__資料を読もう__:
[A] 映画「エレジー」についての文章によると、イサベル・コイシェ監督はどこの出身ですか。
[B] 映画「エレジー」についての文章で「監督は」で始まる段落を、大事な事実を残して短い箇条書きにしてください。

__文書の一部__:
---

ヴァレンタインデーですので愛の映画のお話を。
現在公開中の「Elegy(エレジー)」を観ました。とても切ない大人の愛の物語でした。
監督は「死ぬまでにしたい10のこと」「あなたになら言える秘密のこと」のイサベル・コイシェ(Isabel Coixet)。バルセロナ出身のスペイン人女性監督です。昨年、セルバンテス文化センター東京公式オープンプログラムの一つとして開催されたシンポジウム「スペイン女性クリエイター」のゲストとして来日していました(シンポジウムの様子は店長のブログをご覧ください)。
老いや死に対する畏怖や、性への欲望を、ドラマティックにではなく、繊細かつ静かに描く監督だと思います。「パリ・ジュテーム(2006年)」という、18人の監督が競作したオムニバス映画がありましたが、私はその中でもパリ12区を舞台にしたストーリーが一番好きでした。愛人のいる男が、妻に別れ話を切り出そうとすると、逆に妻が死に至る病を患っていることを知らされます。最後のときを一緒に過ごそうと決心する男。妻に尽しているうちに改めて恋心を抱いていくという微妙な心理を描いた作品でしたが、この短編映画もコイシェ監督の作品でした。

---

__データの抜粋__:

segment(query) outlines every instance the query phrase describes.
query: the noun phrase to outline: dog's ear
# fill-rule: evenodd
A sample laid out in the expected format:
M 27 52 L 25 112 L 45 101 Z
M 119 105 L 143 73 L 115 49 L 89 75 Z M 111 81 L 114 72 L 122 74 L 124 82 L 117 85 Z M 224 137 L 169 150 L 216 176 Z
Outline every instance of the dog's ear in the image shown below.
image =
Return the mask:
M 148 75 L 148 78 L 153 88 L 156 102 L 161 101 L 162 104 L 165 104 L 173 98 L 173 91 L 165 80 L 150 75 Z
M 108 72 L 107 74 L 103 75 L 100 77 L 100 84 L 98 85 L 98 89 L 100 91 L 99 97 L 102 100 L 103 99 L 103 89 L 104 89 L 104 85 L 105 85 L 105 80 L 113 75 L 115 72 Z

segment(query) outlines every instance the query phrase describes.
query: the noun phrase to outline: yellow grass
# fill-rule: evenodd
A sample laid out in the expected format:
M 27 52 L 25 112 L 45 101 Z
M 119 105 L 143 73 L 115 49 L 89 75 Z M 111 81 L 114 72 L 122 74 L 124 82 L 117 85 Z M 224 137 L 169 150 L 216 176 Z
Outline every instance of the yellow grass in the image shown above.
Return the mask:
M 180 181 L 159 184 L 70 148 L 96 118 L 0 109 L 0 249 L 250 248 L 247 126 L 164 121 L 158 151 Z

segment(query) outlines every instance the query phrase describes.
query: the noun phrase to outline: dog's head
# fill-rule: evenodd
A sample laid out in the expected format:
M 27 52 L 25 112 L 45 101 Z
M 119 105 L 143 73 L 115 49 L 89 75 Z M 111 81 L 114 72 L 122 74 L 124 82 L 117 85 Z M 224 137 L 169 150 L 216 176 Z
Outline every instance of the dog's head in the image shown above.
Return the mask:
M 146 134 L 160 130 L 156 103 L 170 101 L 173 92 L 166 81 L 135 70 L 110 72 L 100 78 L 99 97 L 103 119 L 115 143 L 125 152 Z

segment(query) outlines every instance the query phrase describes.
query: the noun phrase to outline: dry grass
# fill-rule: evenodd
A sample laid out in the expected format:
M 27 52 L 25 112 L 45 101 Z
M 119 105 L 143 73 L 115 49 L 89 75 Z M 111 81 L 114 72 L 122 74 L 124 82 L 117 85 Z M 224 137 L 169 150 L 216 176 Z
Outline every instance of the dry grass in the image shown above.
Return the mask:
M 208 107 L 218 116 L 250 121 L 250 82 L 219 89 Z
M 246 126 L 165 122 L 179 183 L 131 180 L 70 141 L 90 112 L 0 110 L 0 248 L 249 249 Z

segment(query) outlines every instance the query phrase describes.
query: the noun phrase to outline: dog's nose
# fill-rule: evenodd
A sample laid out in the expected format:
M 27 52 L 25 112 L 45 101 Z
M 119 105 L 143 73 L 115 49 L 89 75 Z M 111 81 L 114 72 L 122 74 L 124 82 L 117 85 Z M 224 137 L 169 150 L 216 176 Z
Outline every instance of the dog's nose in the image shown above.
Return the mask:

---

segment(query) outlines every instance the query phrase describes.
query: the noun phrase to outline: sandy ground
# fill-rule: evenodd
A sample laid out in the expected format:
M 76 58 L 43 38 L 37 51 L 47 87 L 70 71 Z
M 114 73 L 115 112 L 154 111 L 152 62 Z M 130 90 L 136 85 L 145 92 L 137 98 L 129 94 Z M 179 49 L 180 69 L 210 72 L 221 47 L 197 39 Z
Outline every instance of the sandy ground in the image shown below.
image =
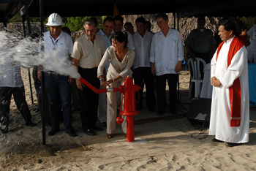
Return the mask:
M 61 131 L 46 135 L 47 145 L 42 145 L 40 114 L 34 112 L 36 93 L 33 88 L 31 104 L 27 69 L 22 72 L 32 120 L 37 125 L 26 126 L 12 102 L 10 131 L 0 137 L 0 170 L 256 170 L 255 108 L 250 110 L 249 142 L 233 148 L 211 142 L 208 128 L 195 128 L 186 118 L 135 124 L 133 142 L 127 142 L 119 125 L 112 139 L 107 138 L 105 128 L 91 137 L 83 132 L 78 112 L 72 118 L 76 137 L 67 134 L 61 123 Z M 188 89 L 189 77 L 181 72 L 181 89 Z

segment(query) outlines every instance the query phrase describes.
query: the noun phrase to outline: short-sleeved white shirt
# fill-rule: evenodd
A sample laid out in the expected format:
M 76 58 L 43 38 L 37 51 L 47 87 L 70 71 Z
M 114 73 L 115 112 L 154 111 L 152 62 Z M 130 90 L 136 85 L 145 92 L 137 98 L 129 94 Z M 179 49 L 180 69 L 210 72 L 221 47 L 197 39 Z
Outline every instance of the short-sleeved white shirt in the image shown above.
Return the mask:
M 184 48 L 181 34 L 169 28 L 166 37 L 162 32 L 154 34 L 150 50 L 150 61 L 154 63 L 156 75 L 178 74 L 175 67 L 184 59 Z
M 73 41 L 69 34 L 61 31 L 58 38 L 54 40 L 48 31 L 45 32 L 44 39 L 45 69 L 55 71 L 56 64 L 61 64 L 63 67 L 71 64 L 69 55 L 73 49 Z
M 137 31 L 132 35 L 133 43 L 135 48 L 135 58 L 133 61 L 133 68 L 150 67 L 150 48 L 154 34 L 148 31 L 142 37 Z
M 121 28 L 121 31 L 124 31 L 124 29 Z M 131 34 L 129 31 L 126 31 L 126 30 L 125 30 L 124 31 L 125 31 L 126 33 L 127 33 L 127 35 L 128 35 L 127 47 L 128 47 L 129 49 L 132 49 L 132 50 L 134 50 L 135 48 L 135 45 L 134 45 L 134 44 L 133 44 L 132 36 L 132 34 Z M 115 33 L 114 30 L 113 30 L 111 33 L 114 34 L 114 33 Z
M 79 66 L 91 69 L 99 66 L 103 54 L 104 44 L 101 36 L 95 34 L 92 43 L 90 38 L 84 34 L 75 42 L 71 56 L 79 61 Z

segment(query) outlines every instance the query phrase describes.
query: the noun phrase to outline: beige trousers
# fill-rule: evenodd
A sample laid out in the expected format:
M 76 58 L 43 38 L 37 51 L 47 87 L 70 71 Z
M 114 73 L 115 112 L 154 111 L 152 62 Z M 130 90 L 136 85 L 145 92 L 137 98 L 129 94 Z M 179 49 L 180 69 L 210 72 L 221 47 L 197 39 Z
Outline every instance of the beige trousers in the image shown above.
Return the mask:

---

__練習の答え__:
[A] バルセロナ出身のスペイン人女性監督です。

[B]
- 監督はイサベル・コイシェで、「死ぬまでにしたい10のこと」「あなたになら言える秘密のこと」を手がけた。
- バルセロナ出身のスペイン人女性監督。
- 昨年、セルバンテス文化センター東京の公式オープンプログラムのシンポジウム「スペイン女性クリエイター」にゲストとして来日した。
- シンポジウムの様子は店長のブログで読める。